**READING TEXT**
+ + + + + + +

Or he may convince no one and change nothing, but at least he has followed God's Law.

Thus do the saints act; thus did Our Lord act in His Passion. We are not here to go along with evil but to bring good into the world and to be with the Good God in heaven. 


  1. Thank you so much for posting this!!! My husband and I feel so alone in this stand we are taking and you will never know what a comfort it is to know that there are some people out there that are standing with us....even if far away. We would do this even if we were the only ones doing it, but by God's grace, He sustains us, and blesses us with people like you.

  2. Excellent parable. I think the key statement is "no matter what the consequences." The Founding Fathers signed their names to a document that if followed by failure they would all by hung for treason. But God blessed them with success, though the price many paid was steep. Thank you for continuing to speak the truth and help us to take stands that are uncomfortable and inconvenient. If we stand strong together we can make a difference.

    1. Thank you. My readers give me a lot of support and I appreciate it.

+ + + + + + +

**DATA EXTRACTS**

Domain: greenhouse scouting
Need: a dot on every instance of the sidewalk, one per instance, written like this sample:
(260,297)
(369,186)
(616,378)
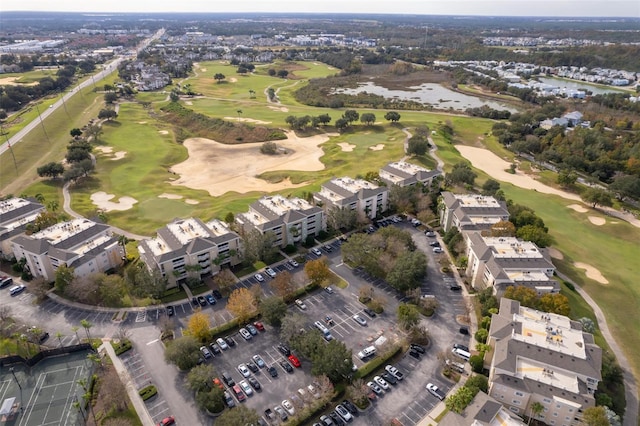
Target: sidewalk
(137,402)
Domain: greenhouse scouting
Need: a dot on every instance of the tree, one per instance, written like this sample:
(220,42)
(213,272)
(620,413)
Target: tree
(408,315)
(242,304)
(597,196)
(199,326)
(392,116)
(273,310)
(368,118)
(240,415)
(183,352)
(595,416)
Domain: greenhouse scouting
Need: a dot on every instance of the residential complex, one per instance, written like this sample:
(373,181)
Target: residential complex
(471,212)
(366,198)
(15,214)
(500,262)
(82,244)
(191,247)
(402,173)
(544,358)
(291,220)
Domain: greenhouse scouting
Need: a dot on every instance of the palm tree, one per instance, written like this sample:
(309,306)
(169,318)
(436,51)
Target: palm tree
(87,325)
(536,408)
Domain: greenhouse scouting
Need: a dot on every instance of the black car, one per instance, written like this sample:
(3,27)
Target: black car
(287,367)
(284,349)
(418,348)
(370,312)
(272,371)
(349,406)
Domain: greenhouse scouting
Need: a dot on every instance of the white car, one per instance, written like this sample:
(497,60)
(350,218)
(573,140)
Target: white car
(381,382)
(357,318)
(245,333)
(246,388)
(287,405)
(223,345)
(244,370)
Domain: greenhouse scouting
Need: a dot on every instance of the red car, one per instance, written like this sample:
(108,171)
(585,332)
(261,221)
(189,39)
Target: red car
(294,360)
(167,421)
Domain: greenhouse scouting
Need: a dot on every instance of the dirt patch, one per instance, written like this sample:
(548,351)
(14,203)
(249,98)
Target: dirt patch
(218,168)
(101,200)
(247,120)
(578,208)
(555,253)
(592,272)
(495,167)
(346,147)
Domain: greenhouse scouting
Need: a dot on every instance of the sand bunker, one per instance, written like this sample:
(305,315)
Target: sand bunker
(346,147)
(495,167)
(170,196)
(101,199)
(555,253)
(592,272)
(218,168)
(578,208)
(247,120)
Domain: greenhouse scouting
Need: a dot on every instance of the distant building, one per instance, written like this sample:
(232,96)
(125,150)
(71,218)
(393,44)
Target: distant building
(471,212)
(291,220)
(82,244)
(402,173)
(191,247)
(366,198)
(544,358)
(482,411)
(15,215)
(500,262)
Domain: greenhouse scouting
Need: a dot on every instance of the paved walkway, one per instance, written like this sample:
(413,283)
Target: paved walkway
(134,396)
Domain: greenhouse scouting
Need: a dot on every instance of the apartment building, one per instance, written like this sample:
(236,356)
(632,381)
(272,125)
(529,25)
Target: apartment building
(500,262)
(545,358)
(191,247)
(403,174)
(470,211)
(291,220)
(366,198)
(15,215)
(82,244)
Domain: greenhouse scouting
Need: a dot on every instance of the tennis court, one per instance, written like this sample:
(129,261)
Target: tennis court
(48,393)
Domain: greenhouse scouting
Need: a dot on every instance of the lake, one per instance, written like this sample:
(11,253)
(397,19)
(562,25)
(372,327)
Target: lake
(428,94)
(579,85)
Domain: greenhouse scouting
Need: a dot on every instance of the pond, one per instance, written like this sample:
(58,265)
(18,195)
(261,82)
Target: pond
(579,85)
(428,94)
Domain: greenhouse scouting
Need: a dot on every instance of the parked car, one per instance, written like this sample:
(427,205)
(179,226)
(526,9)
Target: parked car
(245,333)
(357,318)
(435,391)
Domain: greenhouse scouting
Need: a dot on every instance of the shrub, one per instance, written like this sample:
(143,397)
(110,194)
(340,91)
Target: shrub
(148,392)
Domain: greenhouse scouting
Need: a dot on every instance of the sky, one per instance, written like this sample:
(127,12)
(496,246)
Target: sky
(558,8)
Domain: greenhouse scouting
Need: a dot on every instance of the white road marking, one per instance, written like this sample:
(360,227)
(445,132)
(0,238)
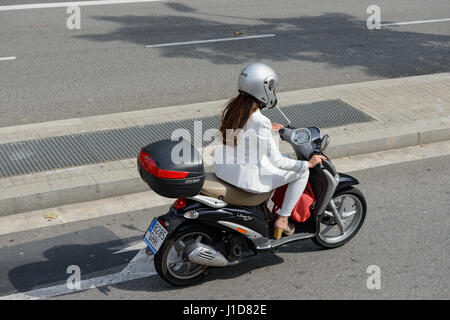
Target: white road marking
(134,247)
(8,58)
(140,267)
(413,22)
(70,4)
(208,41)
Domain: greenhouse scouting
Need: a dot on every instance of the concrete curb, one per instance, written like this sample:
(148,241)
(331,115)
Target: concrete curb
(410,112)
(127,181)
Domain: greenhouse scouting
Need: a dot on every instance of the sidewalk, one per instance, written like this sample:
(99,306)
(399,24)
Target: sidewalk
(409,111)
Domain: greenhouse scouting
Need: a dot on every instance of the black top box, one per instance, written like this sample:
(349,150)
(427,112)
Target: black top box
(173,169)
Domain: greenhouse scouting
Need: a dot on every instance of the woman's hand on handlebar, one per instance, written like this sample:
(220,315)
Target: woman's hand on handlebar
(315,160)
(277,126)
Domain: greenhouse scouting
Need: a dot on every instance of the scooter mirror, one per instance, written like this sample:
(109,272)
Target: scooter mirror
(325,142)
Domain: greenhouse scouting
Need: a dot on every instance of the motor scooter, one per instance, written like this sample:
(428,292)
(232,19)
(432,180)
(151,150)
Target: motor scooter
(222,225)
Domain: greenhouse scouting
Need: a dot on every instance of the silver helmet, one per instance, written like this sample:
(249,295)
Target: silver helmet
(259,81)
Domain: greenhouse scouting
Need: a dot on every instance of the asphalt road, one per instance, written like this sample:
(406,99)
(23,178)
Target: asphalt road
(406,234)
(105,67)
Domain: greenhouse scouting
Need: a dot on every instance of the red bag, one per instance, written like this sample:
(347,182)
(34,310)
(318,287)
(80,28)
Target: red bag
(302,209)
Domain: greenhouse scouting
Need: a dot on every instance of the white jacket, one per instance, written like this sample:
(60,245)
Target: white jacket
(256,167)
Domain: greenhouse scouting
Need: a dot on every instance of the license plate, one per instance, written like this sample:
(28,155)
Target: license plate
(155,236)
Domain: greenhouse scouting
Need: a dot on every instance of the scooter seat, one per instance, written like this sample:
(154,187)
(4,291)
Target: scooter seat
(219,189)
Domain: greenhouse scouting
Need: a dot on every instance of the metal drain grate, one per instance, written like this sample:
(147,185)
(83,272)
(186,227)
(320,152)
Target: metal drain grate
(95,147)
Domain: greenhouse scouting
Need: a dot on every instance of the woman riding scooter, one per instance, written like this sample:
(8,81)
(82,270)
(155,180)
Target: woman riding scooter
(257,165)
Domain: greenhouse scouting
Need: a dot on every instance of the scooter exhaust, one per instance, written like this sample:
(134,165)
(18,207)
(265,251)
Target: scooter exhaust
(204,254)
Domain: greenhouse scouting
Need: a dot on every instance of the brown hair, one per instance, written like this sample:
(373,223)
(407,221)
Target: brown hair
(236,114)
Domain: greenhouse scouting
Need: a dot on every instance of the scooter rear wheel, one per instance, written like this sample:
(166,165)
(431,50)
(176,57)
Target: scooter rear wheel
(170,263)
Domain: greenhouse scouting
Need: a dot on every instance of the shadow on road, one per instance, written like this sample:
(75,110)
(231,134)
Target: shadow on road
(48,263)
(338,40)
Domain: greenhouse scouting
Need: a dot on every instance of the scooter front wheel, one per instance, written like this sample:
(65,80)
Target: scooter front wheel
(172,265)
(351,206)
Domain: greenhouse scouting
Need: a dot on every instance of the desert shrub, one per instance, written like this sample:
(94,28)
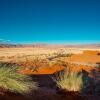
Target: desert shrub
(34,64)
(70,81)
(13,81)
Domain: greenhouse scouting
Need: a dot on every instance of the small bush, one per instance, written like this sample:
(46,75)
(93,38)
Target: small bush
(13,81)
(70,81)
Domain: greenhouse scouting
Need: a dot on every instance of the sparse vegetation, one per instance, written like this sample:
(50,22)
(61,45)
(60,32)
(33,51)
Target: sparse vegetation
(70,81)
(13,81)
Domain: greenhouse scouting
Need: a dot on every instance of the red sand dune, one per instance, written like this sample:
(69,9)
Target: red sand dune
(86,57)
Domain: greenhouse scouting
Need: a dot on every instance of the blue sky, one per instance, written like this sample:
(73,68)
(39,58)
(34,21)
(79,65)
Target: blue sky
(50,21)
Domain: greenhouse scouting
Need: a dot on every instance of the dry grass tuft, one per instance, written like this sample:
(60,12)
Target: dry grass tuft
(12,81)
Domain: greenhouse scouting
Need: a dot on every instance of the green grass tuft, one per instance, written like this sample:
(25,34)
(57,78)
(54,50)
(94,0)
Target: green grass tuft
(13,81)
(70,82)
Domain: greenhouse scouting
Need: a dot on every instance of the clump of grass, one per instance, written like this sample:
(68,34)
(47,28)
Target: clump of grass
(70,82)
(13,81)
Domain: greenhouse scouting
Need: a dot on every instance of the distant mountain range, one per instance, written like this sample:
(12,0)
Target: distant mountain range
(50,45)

+ + + + + + +

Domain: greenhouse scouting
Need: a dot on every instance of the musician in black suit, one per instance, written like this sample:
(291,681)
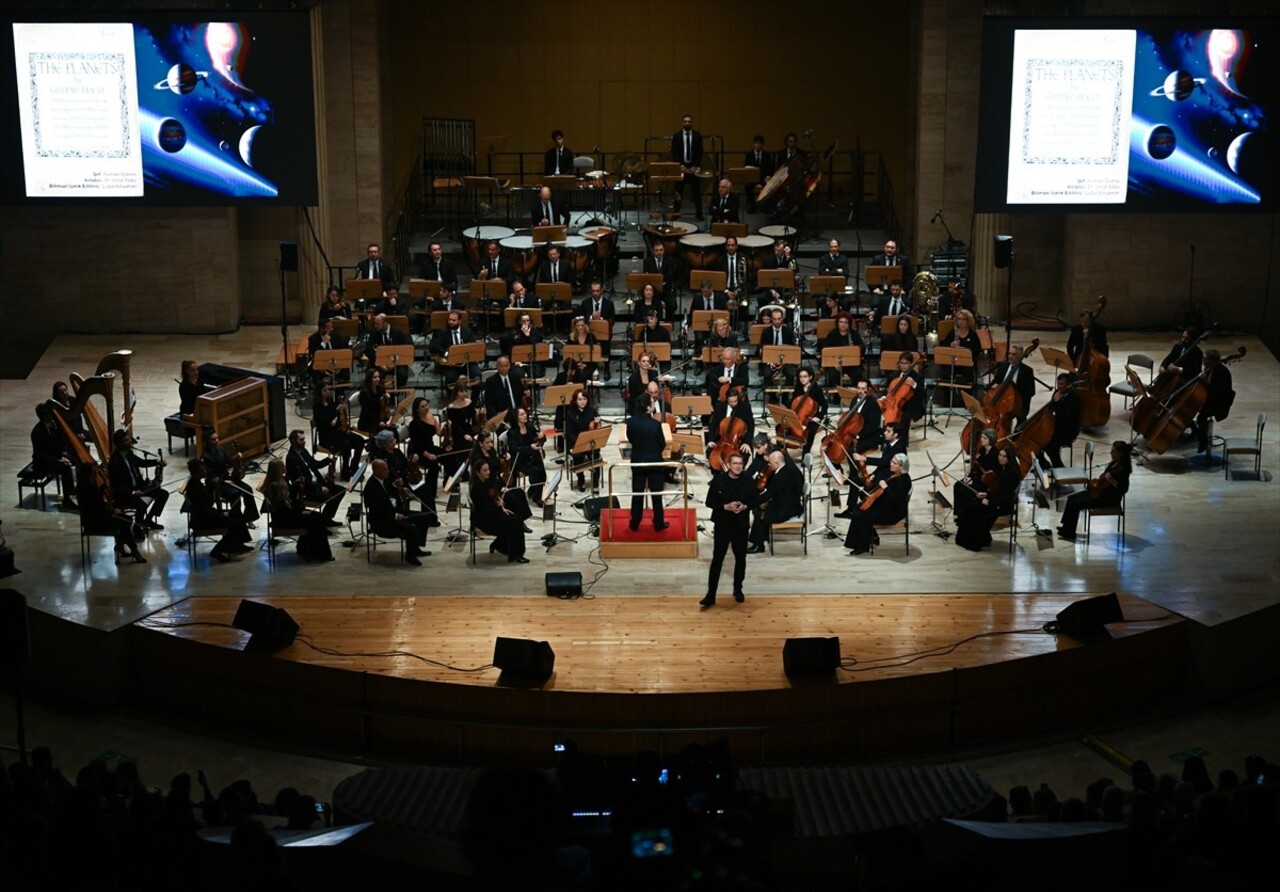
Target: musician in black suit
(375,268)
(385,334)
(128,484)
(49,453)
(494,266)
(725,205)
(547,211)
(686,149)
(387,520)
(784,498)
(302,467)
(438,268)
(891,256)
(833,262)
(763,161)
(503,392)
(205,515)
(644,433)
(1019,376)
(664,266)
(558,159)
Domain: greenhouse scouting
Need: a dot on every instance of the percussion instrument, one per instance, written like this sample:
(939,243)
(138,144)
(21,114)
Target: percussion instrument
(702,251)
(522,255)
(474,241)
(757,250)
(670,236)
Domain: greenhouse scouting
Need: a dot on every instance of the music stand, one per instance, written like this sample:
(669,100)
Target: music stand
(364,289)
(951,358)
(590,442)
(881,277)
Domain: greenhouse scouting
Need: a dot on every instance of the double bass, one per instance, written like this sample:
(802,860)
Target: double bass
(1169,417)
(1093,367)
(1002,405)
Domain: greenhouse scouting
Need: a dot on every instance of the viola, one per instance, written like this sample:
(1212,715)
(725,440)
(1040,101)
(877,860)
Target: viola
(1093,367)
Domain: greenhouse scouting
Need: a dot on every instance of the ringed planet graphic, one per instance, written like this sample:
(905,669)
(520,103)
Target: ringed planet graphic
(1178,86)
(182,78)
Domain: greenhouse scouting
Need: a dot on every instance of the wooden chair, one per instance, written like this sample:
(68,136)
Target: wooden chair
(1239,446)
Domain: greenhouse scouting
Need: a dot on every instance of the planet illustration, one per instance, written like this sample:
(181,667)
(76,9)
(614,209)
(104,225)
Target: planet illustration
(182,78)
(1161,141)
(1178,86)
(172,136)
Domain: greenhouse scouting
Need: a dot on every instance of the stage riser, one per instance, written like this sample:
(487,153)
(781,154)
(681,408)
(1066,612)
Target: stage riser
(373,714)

+ + + + + + +

**TASK INSTRUCTIONS**
a - Would you print the part of the blog excerpt starting at "1. Thank you so" and ending at "people like you."?
b - What actions does the blog excerpt say God performs? List each one.
c - How would you say this sentence from the blog excerpt in Spanish: "We are not here to go along with evil but to bring good into the world and to be with the Good God in heaven."

**ANSWERS**
a -
1. Thank you so much for posting this!!! My husband and I feel so alone in this stand we are taking and you will never know what a comfort it is to know that there are some people out there that are standing with us....even if far away. We would do this even if we were the only ones doing it, but by God's grace, He sustains us, and blesses us with people like you.

b -
- He sustains the first commenter and the commenter's husband ("He sustains us").
- He blesses them with people like the blog's author ("blesses us with people like you").
- He blessed the Founding Fathers with success ("God blessed them with success").

c - No estamos aquí para seguirle la corriente al mal, sino para traer el bien al mundo y estar con el buen Dios en el cielo.